Transcribe these lines precisely: begin at the line that contains "Output form: <point>102,303</point>" and stop after the line that contains "<point>338,328</point>".
........
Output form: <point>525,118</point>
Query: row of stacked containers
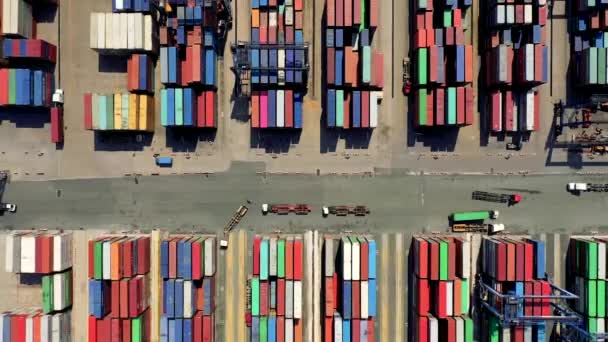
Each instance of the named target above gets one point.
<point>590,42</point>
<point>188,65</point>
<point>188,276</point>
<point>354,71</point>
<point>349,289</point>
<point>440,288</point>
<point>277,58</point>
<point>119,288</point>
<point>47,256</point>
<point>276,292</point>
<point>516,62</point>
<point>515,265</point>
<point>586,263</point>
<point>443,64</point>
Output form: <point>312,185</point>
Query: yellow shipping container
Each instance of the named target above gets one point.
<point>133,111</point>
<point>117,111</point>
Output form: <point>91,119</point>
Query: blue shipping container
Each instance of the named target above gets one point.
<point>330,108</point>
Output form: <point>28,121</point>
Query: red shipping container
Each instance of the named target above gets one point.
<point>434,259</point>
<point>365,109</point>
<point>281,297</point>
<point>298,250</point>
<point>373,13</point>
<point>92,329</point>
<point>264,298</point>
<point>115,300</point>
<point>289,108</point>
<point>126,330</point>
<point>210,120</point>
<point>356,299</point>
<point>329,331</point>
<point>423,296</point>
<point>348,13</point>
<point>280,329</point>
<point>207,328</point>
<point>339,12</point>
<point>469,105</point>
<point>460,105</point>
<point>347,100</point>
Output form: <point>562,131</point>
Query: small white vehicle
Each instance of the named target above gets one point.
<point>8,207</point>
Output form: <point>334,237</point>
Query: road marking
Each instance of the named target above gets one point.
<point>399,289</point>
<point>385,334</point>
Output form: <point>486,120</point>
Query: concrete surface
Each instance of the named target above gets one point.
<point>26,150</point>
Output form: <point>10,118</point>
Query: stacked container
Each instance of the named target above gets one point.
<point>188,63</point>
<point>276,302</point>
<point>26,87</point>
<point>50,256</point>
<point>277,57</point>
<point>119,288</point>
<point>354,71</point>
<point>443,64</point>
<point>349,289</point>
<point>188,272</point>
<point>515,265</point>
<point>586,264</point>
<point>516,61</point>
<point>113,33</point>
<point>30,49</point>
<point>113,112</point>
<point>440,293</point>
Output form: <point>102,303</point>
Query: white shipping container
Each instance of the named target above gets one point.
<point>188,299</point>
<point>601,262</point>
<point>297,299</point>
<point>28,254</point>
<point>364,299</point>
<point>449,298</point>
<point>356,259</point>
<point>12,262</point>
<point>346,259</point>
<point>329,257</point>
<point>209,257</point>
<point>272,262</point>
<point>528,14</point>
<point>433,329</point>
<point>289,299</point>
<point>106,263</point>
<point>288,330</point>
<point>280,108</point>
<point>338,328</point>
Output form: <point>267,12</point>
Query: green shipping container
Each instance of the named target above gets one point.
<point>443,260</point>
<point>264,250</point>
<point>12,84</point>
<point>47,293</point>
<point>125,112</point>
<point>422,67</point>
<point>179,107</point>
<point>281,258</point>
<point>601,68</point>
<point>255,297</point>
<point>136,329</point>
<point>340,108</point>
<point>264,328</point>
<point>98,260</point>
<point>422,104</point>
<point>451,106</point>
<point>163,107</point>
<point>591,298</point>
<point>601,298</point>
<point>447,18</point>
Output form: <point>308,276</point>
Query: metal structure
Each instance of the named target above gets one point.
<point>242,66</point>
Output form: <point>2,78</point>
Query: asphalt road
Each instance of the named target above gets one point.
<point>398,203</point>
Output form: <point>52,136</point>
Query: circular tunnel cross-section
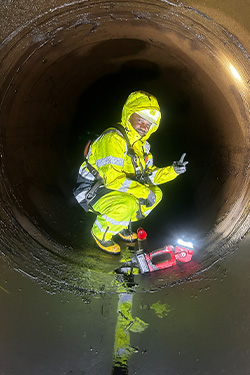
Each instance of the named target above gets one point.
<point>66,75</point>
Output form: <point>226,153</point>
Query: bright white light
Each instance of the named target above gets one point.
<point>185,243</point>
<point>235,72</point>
........
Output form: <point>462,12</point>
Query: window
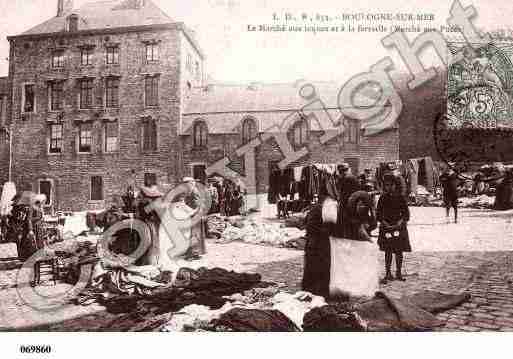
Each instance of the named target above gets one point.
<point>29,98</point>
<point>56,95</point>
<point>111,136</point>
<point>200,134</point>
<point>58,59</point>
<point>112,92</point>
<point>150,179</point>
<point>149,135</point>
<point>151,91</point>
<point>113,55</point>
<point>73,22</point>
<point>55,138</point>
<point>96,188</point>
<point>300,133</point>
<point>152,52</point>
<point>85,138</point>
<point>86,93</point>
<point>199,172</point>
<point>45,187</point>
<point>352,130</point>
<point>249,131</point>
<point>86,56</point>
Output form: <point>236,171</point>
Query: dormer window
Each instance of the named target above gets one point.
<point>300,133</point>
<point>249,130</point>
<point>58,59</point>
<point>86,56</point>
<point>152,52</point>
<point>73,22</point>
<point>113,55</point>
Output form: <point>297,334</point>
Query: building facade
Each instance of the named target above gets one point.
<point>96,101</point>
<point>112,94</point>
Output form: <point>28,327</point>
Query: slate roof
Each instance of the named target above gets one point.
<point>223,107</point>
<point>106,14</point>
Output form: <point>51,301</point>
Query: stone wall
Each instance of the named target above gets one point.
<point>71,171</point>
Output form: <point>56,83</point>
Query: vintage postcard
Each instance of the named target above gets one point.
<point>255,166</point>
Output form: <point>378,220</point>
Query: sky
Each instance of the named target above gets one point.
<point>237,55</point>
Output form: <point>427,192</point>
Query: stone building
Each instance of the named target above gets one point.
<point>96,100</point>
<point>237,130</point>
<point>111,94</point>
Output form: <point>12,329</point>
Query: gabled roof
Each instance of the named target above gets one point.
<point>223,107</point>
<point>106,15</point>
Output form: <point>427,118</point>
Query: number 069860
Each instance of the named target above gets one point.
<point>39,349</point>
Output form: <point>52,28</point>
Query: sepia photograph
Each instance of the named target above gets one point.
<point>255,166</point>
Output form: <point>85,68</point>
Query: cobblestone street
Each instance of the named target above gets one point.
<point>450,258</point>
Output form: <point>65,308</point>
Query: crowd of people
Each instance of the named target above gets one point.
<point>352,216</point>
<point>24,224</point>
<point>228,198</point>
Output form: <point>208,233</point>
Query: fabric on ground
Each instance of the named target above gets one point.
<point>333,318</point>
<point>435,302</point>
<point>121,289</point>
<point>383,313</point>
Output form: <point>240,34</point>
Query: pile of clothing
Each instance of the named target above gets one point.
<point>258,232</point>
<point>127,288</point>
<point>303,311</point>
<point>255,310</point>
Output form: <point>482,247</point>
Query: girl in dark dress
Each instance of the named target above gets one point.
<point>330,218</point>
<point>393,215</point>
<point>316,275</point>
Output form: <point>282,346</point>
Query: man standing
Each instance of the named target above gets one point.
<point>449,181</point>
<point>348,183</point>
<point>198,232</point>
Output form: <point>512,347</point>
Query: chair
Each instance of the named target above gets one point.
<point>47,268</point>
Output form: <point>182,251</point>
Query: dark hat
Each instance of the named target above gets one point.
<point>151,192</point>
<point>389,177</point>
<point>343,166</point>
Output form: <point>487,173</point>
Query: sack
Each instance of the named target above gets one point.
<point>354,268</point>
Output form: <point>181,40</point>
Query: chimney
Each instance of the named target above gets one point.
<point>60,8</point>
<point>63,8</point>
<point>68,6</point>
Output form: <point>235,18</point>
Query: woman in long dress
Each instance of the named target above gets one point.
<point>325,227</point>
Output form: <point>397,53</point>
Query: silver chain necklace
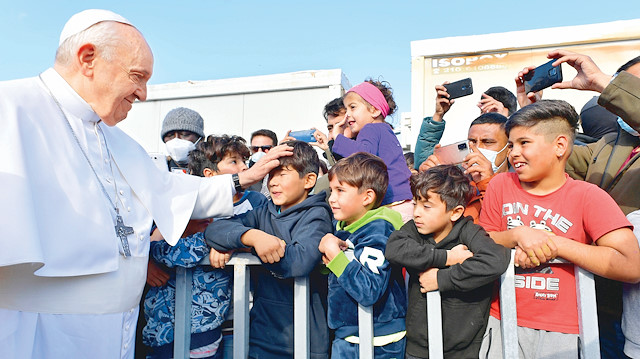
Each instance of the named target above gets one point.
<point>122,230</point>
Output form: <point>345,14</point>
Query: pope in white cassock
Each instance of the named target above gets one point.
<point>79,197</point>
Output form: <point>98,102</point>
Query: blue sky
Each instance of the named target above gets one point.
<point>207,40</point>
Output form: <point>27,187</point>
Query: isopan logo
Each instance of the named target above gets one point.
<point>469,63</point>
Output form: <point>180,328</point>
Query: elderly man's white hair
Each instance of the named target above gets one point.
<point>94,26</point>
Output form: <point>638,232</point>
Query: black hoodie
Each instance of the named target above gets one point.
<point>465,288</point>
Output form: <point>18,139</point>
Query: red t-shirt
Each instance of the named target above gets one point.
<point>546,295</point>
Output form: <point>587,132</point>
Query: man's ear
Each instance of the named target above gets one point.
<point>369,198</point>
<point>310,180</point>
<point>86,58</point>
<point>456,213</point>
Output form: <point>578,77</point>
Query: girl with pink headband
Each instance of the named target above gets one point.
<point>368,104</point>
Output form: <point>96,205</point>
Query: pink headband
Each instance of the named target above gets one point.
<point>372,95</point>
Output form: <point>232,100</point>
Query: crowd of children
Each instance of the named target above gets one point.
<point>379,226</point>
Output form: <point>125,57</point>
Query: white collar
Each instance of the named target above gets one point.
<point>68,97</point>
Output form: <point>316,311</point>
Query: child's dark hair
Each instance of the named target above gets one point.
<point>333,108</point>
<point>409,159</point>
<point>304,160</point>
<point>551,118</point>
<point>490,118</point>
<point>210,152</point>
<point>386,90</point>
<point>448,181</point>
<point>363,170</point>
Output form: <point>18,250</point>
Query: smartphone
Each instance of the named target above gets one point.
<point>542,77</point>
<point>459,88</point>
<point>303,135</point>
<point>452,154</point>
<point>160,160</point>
........
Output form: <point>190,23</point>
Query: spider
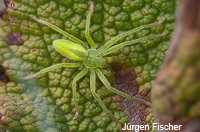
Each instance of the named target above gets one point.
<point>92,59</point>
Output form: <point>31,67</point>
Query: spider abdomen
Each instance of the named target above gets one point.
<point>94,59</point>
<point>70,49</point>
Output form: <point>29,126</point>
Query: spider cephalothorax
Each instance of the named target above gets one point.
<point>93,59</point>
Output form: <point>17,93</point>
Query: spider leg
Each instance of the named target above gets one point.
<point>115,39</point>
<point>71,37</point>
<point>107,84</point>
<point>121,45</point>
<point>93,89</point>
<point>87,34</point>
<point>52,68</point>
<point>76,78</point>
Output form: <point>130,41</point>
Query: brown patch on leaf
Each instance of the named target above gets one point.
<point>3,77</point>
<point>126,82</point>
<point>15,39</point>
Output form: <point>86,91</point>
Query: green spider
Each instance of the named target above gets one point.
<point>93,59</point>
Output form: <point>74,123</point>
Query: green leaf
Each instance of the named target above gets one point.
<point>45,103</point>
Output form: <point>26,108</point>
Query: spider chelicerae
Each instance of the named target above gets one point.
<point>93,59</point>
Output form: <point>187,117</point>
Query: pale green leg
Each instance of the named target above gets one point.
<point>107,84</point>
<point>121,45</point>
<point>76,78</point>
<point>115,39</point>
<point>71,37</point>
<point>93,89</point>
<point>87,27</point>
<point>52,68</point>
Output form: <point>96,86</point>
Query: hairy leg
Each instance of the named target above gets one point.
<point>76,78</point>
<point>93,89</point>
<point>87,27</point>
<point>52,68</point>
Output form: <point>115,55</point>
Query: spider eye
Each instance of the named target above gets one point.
........
### Answer for the task
Output form: <point>102,303</point>
Query: white shipping container
Each instance of the named target above gets one point.
<point>188,299</point>
<point>601,262</point>
<point>297,299</point>
<point>28,254</point>
<point>364,299</point>
<point>449,298</point>
<point>356,259</point>
<point>12,262</point>
<point>346,259</point>
<point>329,257</point>
<point>209,257</point>
<point>272,262</point>
<point>528,14</point>
<point>433,329</point>
<point>289,299</point>
<point>106,263</point>
<point>288,330</point>
<point>280,108</point>
<point>338,328</point>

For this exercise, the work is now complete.